*** TASK INPUTS Section Begins ***
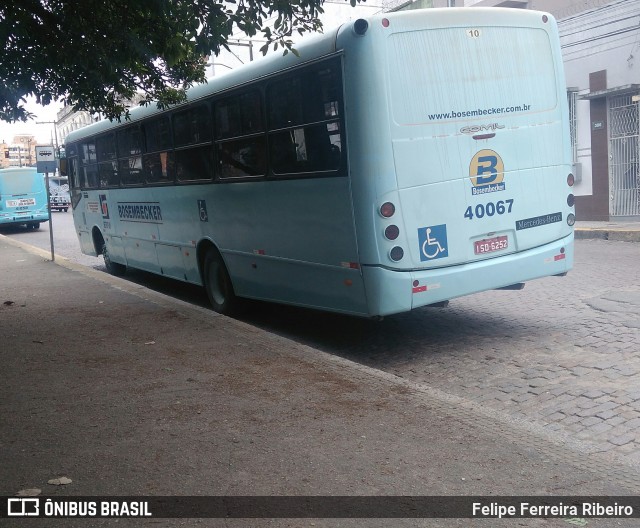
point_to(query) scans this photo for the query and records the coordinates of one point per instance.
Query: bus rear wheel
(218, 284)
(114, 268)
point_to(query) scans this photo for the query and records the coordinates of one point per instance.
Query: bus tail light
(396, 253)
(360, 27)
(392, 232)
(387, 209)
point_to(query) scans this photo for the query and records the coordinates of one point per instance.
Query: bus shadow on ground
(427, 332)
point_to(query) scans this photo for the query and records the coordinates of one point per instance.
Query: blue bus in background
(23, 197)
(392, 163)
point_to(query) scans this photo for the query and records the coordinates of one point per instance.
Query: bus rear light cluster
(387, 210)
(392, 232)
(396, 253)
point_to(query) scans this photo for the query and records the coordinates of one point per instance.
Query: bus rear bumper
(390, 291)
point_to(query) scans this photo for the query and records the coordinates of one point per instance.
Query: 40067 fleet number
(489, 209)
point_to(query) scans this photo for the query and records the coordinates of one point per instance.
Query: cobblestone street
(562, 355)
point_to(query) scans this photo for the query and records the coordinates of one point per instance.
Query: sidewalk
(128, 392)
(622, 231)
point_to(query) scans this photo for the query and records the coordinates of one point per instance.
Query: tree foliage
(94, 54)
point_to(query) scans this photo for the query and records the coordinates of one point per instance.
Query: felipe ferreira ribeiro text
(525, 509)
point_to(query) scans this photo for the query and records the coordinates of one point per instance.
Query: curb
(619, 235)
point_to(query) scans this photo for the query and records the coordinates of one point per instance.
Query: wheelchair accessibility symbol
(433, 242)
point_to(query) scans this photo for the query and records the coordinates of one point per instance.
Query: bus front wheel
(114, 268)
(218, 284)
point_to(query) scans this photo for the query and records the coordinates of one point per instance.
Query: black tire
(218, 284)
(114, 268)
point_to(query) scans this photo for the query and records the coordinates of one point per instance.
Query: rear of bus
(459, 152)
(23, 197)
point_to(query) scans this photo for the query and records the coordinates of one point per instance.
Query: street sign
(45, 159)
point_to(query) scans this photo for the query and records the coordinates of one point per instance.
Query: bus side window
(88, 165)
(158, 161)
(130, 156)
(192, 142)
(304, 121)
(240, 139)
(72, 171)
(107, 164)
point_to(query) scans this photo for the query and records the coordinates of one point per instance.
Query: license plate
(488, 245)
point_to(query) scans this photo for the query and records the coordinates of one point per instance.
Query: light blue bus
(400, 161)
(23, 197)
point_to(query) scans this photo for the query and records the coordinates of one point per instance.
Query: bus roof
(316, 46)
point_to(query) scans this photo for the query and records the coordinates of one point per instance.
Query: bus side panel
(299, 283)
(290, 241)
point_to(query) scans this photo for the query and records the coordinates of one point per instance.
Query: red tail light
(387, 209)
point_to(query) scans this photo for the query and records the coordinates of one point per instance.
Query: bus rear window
*** TASK INPUTS Section Ends ***
*** TASK INPUTS Section Begins ***
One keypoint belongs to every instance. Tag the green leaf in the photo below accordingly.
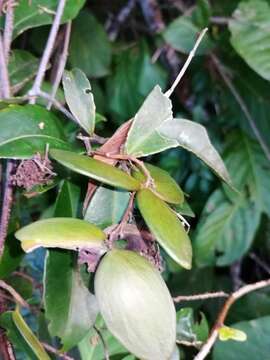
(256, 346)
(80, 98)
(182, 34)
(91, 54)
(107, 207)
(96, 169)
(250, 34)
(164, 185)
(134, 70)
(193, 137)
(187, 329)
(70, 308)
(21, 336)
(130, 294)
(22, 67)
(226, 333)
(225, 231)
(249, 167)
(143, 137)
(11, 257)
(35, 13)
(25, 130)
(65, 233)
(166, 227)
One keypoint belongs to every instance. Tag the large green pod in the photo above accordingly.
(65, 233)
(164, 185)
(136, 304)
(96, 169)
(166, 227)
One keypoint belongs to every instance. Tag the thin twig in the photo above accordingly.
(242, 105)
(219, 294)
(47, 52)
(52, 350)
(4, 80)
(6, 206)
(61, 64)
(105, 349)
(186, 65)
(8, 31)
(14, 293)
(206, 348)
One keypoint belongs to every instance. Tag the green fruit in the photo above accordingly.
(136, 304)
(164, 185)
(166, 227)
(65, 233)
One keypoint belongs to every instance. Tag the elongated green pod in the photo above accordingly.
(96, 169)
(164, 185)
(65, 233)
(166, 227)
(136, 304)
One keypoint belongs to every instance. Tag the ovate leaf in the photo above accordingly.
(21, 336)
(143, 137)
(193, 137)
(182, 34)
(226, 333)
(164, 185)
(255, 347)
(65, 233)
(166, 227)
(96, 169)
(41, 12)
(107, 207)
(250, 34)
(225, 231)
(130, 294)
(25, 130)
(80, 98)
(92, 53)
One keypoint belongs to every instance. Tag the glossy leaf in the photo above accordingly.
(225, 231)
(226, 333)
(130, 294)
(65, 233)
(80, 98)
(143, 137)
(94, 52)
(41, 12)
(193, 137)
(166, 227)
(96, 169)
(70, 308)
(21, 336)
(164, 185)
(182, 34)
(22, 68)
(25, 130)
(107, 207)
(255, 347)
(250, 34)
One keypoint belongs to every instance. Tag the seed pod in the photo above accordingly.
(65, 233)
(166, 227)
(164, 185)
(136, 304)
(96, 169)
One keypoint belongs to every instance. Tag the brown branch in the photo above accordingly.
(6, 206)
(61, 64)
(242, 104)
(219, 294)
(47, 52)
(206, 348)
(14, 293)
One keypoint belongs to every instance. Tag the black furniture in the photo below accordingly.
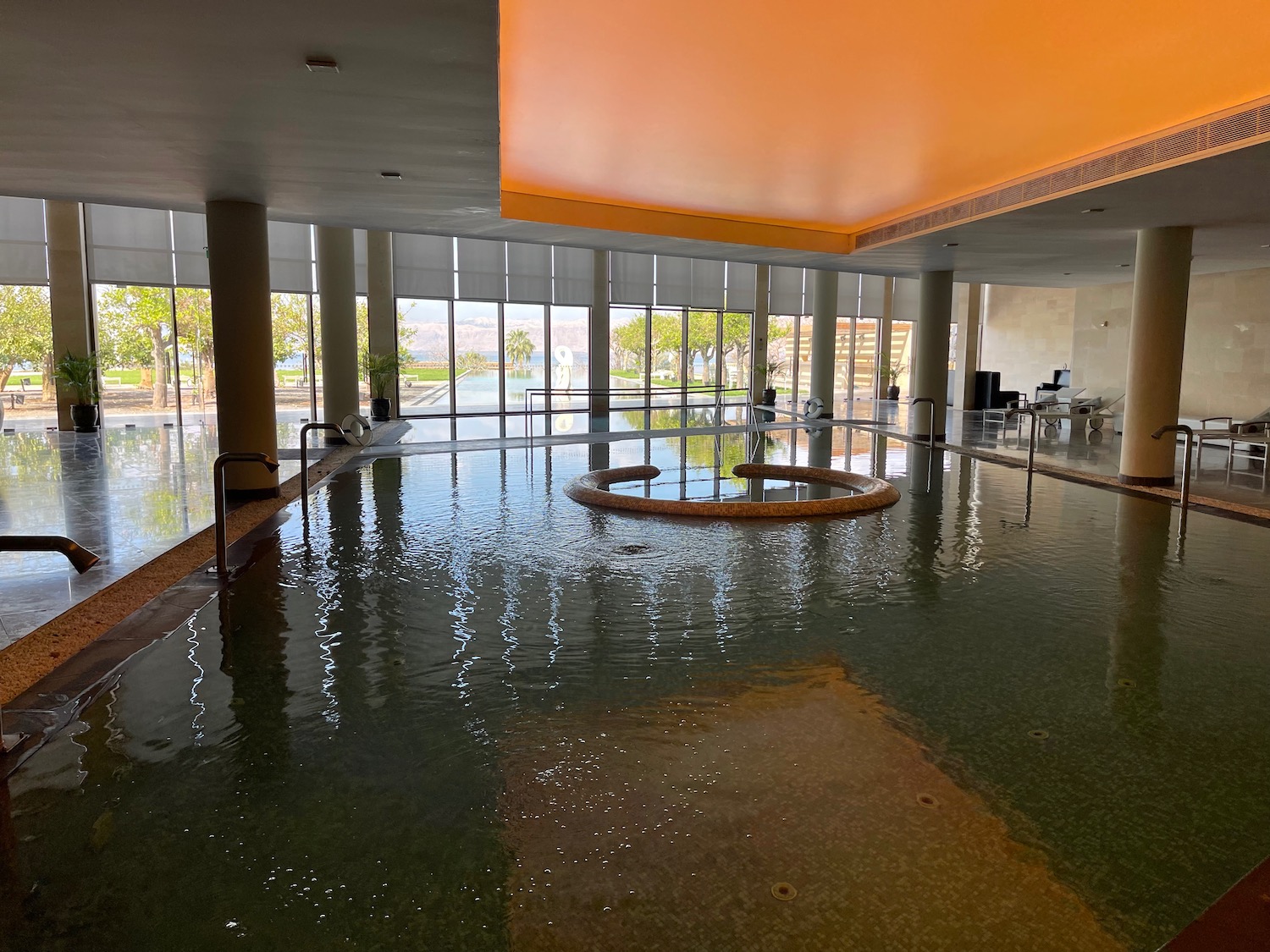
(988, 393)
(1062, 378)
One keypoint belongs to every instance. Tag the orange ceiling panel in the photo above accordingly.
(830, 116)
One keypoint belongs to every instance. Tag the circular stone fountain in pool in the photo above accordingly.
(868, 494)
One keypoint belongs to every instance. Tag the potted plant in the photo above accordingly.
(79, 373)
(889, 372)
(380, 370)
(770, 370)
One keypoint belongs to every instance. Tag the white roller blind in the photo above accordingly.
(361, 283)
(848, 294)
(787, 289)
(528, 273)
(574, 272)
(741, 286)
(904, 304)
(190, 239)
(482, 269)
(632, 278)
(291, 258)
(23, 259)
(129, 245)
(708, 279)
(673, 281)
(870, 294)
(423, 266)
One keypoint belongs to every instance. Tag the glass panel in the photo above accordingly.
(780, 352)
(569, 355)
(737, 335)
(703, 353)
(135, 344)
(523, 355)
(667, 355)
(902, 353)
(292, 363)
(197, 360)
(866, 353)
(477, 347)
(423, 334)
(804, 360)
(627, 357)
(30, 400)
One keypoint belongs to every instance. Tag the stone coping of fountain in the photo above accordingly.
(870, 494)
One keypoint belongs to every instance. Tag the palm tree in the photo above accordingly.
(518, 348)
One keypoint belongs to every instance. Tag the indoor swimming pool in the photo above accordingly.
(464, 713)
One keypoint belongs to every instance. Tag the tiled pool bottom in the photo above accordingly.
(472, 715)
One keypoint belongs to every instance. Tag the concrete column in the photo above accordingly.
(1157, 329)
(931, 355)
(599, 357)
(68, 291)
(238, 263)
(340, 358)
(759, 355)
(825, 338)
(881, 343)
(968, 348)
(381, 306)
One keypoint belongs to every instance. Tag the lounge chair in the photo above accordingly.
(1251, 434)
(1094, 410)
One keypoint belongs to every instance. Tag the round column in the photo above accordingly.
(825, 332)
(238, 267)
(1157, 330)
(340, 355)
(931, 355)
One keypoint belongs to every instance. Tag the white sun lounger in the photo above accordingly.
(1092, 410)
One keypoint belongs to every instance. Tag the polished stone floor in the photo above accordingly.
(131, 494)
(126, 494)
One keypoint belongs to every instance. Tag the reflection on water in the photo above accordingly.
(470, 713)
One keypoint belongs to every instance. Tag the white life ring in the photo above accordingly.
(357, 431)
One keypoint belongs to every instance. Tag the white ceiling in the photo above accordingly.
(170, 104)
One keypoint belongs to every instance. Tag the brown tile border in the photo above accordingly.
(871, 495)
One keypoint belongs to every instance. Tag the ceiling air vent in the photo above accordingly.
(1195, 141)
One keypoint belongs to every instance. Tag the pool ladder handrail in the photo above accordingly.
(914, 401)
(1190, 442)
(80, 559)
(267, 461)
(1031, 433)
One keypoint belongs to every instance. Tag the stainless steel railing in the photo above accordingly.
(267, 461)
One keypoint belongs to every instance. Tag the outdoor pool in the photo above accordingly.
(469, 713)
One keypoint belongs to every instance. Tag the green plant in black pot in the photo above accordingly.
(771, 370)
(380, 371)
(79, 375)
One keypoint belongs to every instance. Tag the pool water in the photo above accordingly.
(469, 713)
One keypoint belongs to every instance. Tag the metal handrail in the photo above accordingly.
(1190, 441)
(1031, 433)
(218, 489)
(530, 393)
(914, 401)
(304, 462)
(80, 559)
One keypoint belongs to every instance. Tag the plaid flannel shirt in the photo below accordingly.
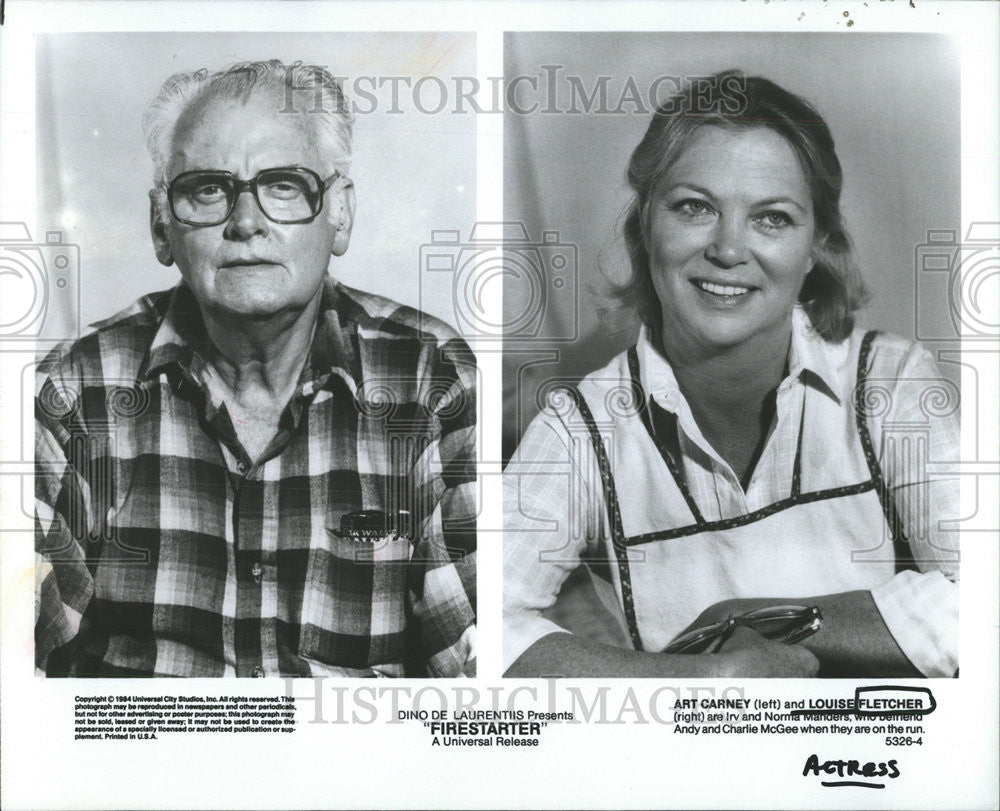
*** TASK INPUTS Section Ends ***
- _PROBLEM TO WORK ON_: Using the records above, write out exactly the lines between the one holding "Query: black tire" and the one holding "Query: bus rear window", inclusive; leave everything else out.

- _THE COMPLETED TASK_:
Query: black tire
(218, 284)
(114, 268)
point_to(query) scans this photo for the query and records the coordinates of one point per instance.
Query: rear of bus
(459, 152)
(23, 197)
point_to(query) scans this photo for the query and records the coordinates of one point per instance.
Query: street sign
(45, 159)
point_to(query) scans this photo for the query and records the coordinates of one point per instance.
Query: bus side window
(88, 165)
(158, 161)
(130, 156)
(192, 142)
(304, 121)
(240, 139)
(72, 171)
(107, 164)
point_to(query) scans this photo for the query and records the coordinates of one point per instance.
Query: license plate
(488, 245)
point_to(query) scans this photo for the query and records the coordinates of one point per instance.
Query: light blue bus
(400, 161)
(23, 197)
point_to(query) scans this photo for the query and records the coordinates of one point per instance.
Query: bus roof
(316, 46)
point_to(query) scans this photo for the query and records the coordinates of one point per instance.
Query: bus side panel
(299, 283)
(290, 241)
point_to(query) scans this photo for the query and records the coordinates of one point per instance.
Query: red tail light
(387, 209)
point_to(query) scans this photo for the query and records the coordinates of one point per instance.
Query: bus rear window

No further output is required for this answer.